> DIRECTIVE:
Reproduce word for word the stretch of the listing from the line containing "Target: shoreline" through the end of the listing, and leave the pictures out.

[BEGIN MATERIAL FOR THIS TASK]

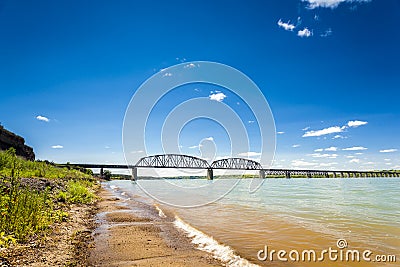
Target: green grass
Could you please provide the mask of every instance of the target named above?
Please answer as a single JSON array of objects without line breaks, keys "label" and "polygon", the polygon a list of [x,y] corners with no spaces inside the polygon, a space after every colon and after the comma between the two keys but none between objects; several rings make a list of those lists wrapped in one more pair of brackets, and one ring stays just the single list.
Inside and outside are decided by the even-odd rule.
[{"label": "green grass", "polygon": [[[52,179],[61,189],[37,191],[20,177]],[[0,247],[27,242],[56,221],[65,221],[66,203],[91,203],[94,179],[87,173],[19,158],[15,149],[0,151]]]},{"label": "green grass", "polygon": [[96,196],[91,192],[88,184],[85,181],[69,181],[65,191],[60,191],[57,194],[58,201],[67,203],[92,203]]}]

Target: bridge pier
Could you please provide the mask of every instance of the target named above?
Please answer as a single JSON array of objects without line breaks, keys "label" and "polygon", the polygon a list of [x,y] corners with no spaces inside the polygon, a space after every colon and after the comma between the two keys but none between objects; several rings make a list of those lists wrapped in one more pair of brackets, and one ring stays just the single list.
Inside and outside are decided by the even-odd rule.
[{"label": "bridge pier", "polygon": [[132,168],[132,181],[137,181],[137,167]]},{"label": "bridge pier", "polygon": [[207,180],[214,180],[213,169],[207,169]]}]

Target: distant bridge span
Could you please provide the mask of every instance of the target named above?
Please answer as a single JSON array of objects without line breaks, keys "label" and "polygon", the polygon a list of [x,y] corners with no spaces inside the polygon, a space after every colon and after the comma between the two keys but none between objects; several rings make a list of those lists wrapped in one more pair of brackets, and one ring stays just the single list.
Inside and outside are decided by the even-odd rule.
[{"label": "distant bridge span", "polygon": [[194,156],[180,154],[163,154],[147,156],[139,159],[135,165],[116,165],[116,164],[57,164],[60,167],[82,167],[99,168],[103,175],[104,169],[131,169],[132,179],[137,180],[138,168],[175,168],[175,169],[205,169],[207,170],[207,179],[213,179],[214,169],[226,170],[257,170],[260,178],[295,176],[313,177],[400,177],[400,173],[395,171],[341,171],[341,170],[293,170],[293,169],[265,169],[259,162],[244,158],[226,158],[215,160],[209,164],[206,160]]}]

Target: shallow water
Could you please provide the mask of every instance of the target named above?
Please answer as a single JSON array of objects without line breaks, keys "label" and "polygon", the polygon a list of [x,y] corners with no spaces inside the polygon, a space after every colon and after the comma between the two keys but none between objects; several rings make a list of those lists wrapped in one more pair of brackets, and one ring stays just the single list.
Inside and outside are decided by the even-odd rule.
[{"label": "shallow water", "polygon": [[[110,183],[121,192],[147,203],[155,201],[143,193],[141,187],[164,202],[201,203],[199,200],[202,199],[208,202],[207,192],[215,198],[225,192],[220,190],[221,185],[227,183],[228,188],[233,184],[233,189],[225,197],[207,205],[196,208],[159,206],[206,236],[229,246],[236,255],[260,266],[382,266],[381,262],[373,262],[380,254],[397,256],[397,263],[387,263],[387,266],[397,266],[400,261],[398,178],[266,179],[252,194],[248,190],[251,180],[228,180],[173,181],[175,186],[186,188],[204,186],[190,191],[191,195],[173,191],[173,187],[164,186],[165,182],[159,180],[139,181],[138,184],[131,181]],[[213,187],[215,184],[218,184],[217,188]],[[185,202],[182,198],[190,199]],[[339,239],[343,239],[341,245],[346,241],[347,247],[338,248]],[[257,253],[265,250],[265,246],[268,252],[284,250],[287,254],[281,257],[282,260],[275,253],[272,260],[268,257],[262,261]],[[321,252],[329,248],[337,250],[337,253],[332,252],[331,259],[328,252],[321,256]],[[290,258],[288,254],[293,250]],[[305,260],[302,261],[304,250],[315,251],[316,260],[311,257],[309,261],[304,254]],[[348,254],[350,261],[346,261],[349,250],[360,253],[359,262],[353,261],[351,254]],[[363,259],[365,250],[370,250],[371,254],[367,253]],[[335,255],[338,256],[336,260]],[[262,251],[259,256],[265,256],[265,253]],[[283,261],[285,258],[287,261]],[[367,262],[368,259],[371,262]],[[237,261],[230,265],[246,264]]]}]

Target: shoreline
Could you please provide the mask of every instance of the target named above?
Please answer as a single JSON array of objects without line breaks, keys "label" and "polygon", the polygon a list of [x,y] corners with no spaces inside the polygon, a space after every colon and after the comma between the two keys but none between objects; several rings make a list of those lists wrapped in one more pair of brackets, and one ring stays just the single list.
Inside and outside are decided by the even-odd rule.
[{"label": "shoreline", "polygon": [[88,266],[221,266],[174,227],[174,216],[135,199],[98,191]]}]

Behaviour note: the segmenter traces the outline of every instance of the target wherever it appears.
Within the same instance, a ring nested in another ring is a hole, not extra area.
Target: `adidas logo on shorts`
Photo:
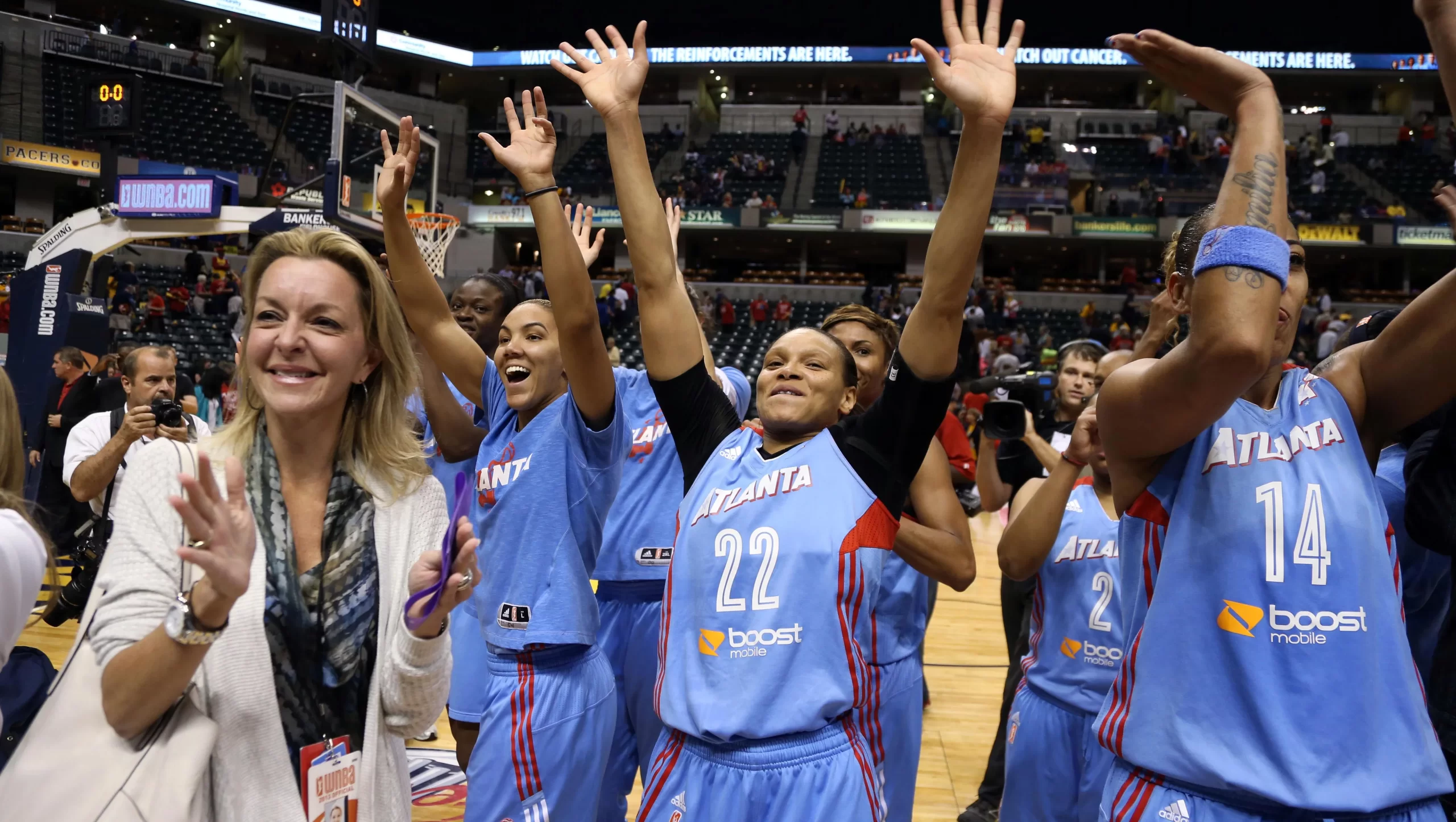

[END MATERIAL FOR THIS TASK]

> ANSWER TO THE PROBLEM:
Target: shoreline
Could you please provide the mask of every instance of the target named above?
Please answer as a single JSON array of objects without line breaks, keys "label" and "polygon", the polygon a list of [x,y] corners with no spaces inside the polygon, a space after every colon and after the comma between the two keys but none between objects; several rings make a list of those lists wrapped in one more pair of brackets, and one ring stays just the single list.
Inside and outside are decided by the even-odd rule.
[{"label": "shoreline", "polygon": [[88,266],[221,266],[174,227],[174,216],[135,199],[98,191]]}]

Behaviour note: the segmenter traces the outline of every instance of the target wherever it appears.
Within the same instance, a ring nested in another ring is a hole, not extra area.
Target: `adidas logo on shorts`
Photo:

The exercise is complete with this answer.